### What to produce
Transcribe the data as written, minus images.

[Referring expression data]

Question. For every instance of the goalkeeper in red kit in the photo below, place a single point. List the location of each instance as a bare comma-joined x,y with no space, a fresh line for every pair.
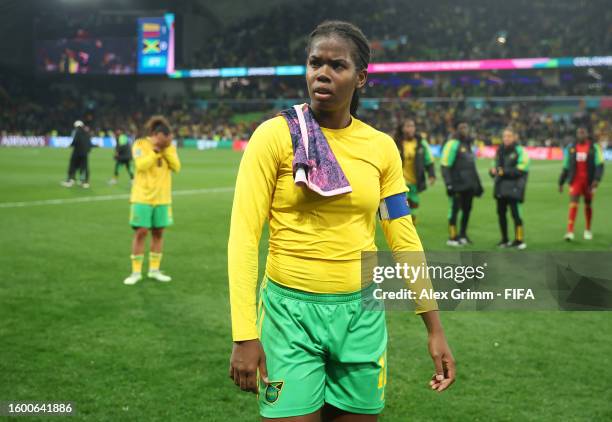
582,169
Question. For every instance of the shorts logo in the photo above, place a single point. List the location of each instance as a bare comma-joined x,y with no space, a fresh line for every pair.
273,391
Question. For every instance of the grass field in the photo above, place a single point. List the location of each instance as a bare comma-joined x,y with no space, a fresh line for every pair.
71,331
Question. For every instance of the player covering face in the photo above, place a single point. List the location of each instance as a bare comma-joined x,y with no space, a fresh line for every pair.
155,159
305,362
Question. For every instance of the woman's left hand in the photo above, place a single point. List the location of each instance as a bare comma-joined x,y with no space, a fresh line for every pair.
443,362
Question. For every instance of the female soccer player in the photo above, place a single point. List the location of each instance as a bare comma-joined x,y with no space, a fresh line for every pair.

### Final answer
Question. For every instance of the goalkeeper in red kit in the photo below, place a single point. List the location of each instance as a bare comma-joined x,y with no space, a fresh line for every pair.
582,169
Question. For every instance of the shorts logo in the photo above, place a single point. List the location of each instance as a bare comma-joined x,y with no space, a fresh line for every pair.
273,391
Question. For every instance of the grass field in the photo above, place a single point. List the location of each instance as a bare comma-joined x,y with no space, a fresh line for every pair.
71,331
Question. For every instance of the player covering face in the photo above, place a single point. List the location of each instance as a bare comma-joined x,y with no space, a fresh line for every pair.
155,159
305,362
Question. For every instance of the woman's left hand in the photo above, place a single point. List the location of each instance as a bare comma-joined x,y with no space, a fresh line for every pair.
443,362
Question. For every instance of the female soccer player in the photo above, place a single point. List the location of each instance as a bare comma-joined x,y with no space, a fresh line for every pair.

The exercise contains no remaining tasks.